The Melanoma Scan doctor and nurse will give you detailed instructions on how to care for your wound to reduce scarring.
Any procedure to remove a skin cancer will cause a scar and some people will scar more than others depending on their tendency towards keloid scarring and their skin type. Scars tend to settle to a pale mark, either a oval area after curettage and cautery or as a line from excisional skin surgery. If there is a lot of background sun damage, this pale area can become more prominent and noticeable. Background sun damage can include solar keratosis, freckles, pigmentation, age spots and telangiectasias (dilated small vessels on the skin surface). All of these lesions can be treated, either as individual lesions or as part of a field treatment such as efudix, PDT, lazer, IPL or skin peels.
All these treatments can help to improve the outcome after surgery by making the scars less noticeable.
Alternatively, there may be an abnormal scar that forms after surgery, such as hypertrophic scarring or keloid scar. Hypertrophic scarring is an abnormally thickened scar that does not extend beyond the initial injury, and keloid scarring is an abnormally thickened scar that extends beyond the original injury. In some people keloid scars can occur after even minor injuries, such as a piercing or even a pimple that has been squeezed or traumatised (scratched), so its hardly surprising that keloid scars can form after skin cancer surgery. Treatments include massage of the wound, taping with micropore or fixomul tape, silicone gels such as strataderm, and silicone taping.
If non surgical treatments fail to improve the scar then surgical treatments may be used such as steroid injections, shave excision and steroid injection, and re excision with or without steroid injection into the wound.
· · ·
**REQUIRED ACTIONS:**
1. In the text on skin cancer scars, transcribe the passage starting with "Alternatively, there may" and going on through "into the wound.".
2. Render this sentence from the text on skin cancer scars in Spanish: "All these treatments can help to improve the outcome after surgery by making the scars less noticeable."
The entries that follow were taken from a separate source.
· · ·
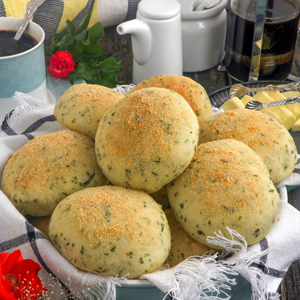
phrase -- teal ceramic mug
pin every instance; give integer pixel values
(23, 72)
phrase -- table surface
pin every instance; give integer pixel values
(120, 47)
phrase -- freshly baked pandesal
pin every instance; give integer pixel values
(82, 106)
(263, 134)
(161, 197)
(41, 223)
(226, 185)
(182, 245)
(111, 231)
(147, 139)
(190, 90)
(48, 168)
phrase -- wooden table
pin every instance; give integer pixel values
(212, 80)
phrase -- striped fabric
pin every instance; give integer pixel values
(53, 14)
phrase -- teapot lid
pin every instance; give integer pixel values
(159, 9)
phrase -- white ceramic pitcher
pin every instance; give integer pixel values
(156, 39)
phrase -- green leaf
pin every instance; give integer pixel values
(96, 33)
(91, 64)
(84, 24)
(57, 36)
(69, 39)
(82, 71)
(80, 36)
(71, 27)
(110, 80)
(110, 65)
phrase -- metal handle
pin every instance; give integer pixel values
(31, 7)
(291, 100)
(280, 87)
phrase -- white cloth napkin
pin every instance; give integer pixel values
(264, 264)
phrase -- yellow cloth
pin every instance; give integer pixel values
(53, 14)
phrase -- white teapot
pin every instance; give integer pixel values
(156, 39)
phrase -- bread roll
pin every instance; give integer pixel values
(189, 89)
(182, 245)
(147, 139)
(266, 136)
(48, 168)
(82, 106)
(111, 231)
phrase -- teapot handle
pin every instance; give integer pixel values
(141, 38)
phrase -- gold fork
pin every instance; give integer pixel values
(239, 90)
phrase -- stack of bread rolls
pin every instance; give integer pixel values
(140, 180)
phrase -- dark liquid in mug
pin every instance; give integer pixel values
(9, 46)
(279, 38)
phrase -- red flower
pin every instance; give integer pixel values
(61, 64)
(18, 278)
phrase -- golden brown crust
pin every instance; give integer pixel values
(267, 137)
(111, 231)
(190, 90)
(41, 223)
(147, 139)
(182, 245)
(226, 185)
(82, 106)
(48, 168)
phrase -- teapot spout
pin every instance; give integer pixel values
(141, 38)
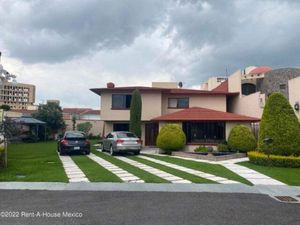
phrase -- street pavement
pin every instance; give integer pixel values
(143, 208)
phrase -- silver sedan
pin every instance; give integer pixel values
(121, 141)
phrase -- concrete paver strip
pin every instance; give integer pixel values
(191, 171)
(154, 171)
(74, 173)
(122, 174)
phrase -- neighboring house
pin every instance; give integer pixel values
(202, 114)
(83, 115)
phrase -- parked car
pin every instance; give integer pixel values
(73, 141)
(121, 141)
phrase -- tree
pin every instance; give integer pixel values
(84, 127)
(135, 113)
(74, 122)
(241, 139)
(51, 113)
(279, 123)
(171, 138)
(5, 107)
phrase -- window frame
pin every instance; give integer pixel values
(125, 97)
(177, 103)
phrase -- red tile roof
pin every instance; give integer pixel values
(223, 87)
(162, 90)
(203, 114)
(260, 69)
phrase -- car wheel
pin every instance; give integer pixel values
(136, 152)
(111, 151)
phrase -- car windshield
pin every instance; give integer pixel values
(126, 135)
(75, 135)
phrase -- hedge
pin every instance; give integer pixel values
(279, 123)
(273, 160)
(171, 138)
(241, 139)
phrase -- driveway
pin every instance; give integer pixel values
(136, 208)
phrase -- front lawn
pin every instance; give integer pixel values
(217, 170)
(33, 162)
(290, 176)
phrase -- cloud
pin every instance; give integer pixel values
(67, 47)
(55, 31)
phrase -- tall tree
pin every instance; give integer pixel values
(51, 113)
(136, 113)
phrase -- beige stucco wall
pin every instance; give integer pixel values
(217, 102)
(250, 105)
(294, 93)
(234, 82)
(96, 129)
(151, 108)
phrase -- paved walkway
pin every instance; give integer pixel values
(198, 173)
(74, 173)
(253, 176)
(122, 174)
(159, 173)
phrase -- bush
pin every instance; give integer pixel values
(202, 149)
(241, 139)
(171, 138)
(279, 123)
(222, 148)
(273, 160)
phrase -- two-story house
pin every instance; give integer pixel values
(202, 114)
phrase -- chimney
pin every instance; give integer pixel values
(110, 85)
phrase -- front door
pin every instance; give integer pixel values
(151, 132)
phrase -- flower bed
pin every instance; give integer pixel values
(273, 160)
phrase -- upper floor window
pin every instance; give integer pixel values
(178, 102)
(121, 101)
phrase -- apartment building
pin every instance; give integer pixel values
(17, 95)
(202, 114)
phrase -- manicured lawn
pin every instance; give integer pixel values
(147, 177)
(217, 170)
(93, 171)
(33, 162)
(184, 175)
(290, 176)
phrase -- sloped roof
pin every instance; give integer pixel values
(223, 87)
(184, 91)
(28, 120)
(203, 114)
(260, 69)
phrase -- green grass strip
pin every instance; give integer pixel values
(178, 173)
(33, 162)
(93, 171)
(290, 176)
(217, 170)
(147, 177)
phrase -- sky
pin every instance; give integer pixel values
(66, 47)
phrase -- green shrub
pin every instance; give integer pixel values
(260, 158)
(171, 138)
(222, 148)
(279, 123)
(241, 139)
(202, 149)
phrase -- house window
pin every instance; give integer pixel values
(121, 127)
(178, 102)
(121, 101)
(204, 132)
(282, 86)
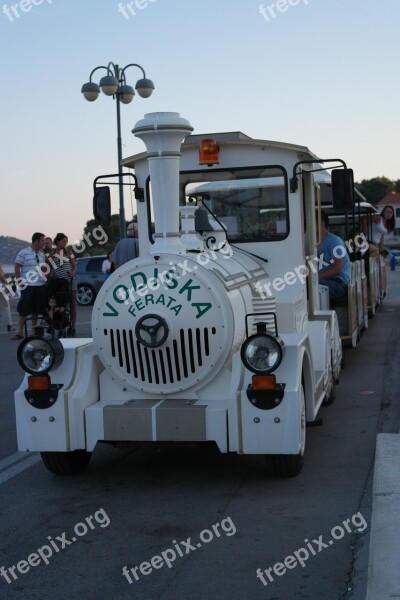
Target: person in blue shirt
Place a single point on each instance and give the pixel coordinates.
(334, 262)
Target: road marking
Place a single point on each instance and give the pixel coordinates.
(17, 463)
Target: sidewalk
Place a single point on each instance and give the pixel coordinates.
(383, 566)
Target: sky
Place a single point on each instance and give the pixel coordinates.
(318, 73)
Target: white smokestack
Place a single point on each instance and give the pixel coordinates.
(163, 134)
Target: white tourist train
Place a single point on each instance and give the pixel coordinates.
(219, 331)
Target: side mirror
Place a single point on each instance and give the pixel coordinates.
(343, 189)
(102, 205)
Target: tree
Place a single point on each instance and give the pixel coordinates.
(376, 188)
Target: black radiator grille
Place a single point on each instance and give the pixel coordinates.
(177, 361)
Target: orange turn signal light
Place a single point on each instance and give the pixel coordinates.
(39, 382)
(208, 152)
(264, 382)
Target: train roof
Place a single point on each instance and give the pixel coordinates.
(230, 138)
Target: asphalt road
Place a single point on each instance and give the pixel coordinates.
(131, 506)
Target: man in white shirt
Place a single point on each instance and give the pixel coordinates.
(30, 266)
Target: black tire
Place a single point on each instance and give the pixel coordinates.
(66, 463)
(85, 295)
(332, 395)
(290, 465)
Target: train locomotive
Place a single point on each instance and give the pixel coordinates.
(216, 333)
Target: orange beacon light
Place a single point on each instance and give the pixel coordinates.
(208, 152)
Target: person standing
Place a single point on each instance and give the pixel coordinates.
(127, 248)
(64, 265)
(5, 301)
(334, 270)
(31, 281)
· · ·
**TASK RESPONSES:**
1.
Alternatively, there may be an abnormal scar that forms after surgery, such as hypertrophic scarring or keloid scar. Hypertrophic scarring is an abnormally thickened scar that does not extend beyond the initial injury, and keloid scarring is an abnormally thickened scar that extends beyond the original injury. In some people keloid scars can occur after even minor injuries, such as a piercing or even a pimple that has been squeezed or traumatised (scratched), so its hardly surprising that keloid scars can form after skin cancer surgery. Treatments include massage of the wound, taping with micropore or fixomul tape, silicone gels such as strataderm, and silicone taping.
If non surgical treatments fail to improve the scar then surgical treatments may be used such as steroid injections, shave excision and steroid injection, and re excision with or without steroid injection into the wound.

2. Todos estos tratamientos pueden ayudar a mejorar el resultado después de la cirugía al hacer que las cicatrices sean menos visibles.